**DATASET EXCERPTS:**
[Start of section]

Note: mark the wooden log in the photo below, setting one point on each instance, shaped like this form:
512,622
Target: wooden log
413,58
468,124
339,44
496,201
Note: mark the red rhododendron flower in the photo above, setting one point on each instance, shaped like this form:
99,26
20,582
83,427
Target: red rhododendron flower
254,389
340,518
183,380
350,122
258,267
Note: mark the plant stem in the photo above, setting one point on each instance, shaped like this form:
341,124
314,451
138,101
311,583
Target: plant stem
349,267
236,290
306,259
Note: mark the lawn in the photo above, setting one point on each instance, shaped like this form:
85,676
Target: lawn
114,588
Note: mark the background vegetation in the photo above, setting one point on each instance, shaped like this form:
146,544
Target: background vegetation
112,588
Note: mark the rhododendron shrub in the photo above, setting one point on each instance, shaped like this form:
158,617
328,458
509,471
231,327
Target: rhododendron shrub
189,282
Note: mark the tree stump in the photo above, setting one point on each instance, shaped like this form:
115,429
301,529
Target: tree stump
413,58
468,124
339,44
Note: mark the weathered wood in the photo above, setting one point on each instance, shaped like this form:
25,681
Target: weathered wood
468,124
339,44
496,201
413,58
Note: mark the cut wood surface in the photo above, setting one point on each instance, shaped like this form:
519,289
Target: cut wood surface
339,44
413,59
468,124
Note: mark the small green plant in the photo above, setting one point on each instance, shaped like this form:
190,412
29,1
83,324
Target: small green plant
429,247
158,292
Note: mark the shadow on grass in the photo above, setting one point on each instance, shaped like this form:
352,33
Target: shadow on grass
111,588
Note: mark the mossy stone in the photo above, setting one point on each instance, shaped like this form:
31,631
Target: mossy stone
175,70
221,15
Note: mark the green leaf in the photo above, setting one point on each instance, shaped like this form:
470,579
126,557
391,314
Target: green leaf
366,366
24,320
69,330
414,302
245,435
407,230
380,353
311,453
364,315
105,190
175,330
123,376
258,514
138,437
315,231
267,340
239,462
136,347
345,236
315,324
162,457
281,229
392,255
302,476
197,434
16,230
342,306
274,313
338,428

[End of section]

**PROBLEM:** This exercise calls for the entries to be restated exactly.

**TASK ANSWER:**
Note: mark the wooden log in the photo below, setting one point on each instance, shaped like this form:
512,622
Target: wooden log
413,58
468,124
339,44
496,201
Note: mark the red rhododendron flower in the photo above, setting one point on each instance, shaped like this form:
99,26
20,582
83,427
Target: red rhododendron flower
254,389
340,518
183,380
350,122
258,267
Note: mark the plant stem in the photo above, setting one point on each instance, shaped like this form:
341,124
314,451
138,101
311,583
Target: plant stem
349,267
236,290
306,259
Note: mark the lawn in the photo above, setting one point on each instance, shaped like this form:
85,676
Target: lawn
114,588
Note: mark the background vegetation in the photo above, setting one point on each instance, shaped like this form:
146,544
Target: background vegetation
112,588
Note: mark the rhododendron shrub in the photo above, setting one point on each instance, shaped like this form:
158,617
328,458
509,471
231,327
Target: rhododendron shrub
189,282
Note: mark the tree stump in the photo above, setting one point on each instance, shaped like this form:
115,429
301,529
Target: tree stump
413,58
468,124
339,44
Note: mark the weathered wood in the photo above, setting one point on each instance, shaped like this form:
25,681
Target: weathered wood
468,124
339,44
496,201
413,58
Note: mark the cut wood surface in the photo above, setting one point on each instance, shaped like this form:
519,289
Target: cut wood surface
339,44
413,59
468,124
Note: mark the small green plant in the photo above, setting one point on each instance, shaped like this form:
190,412
29,1
83,324
Target: small green plant
429,247
158,292
Note: mark the shadow on grass in the photo above, setting one point on each instance, shaped like this form:
352,33
Target: shadow on grass
111,588
Note: mark the mossy stone in the photo above, setting one point on each instance, shaped like this form:
31,631
Target: mossy stone
175,70
221,15
Note: mark the green leaf in the photo above, setting one point on each instance, shaped like this form:
470,579
126,557
391,314
Target: green leaf
366,366
24,320
69,330
414,302
245,435
407,230
380,353
311,453
364,315
105,190
175,330
123,376
258,514
138,437
315,231
267,340
239,462
136,347
345,236
315,324
162,457
281,229
392,255
302,476
197,434
16,230
342,306
274,313
338,428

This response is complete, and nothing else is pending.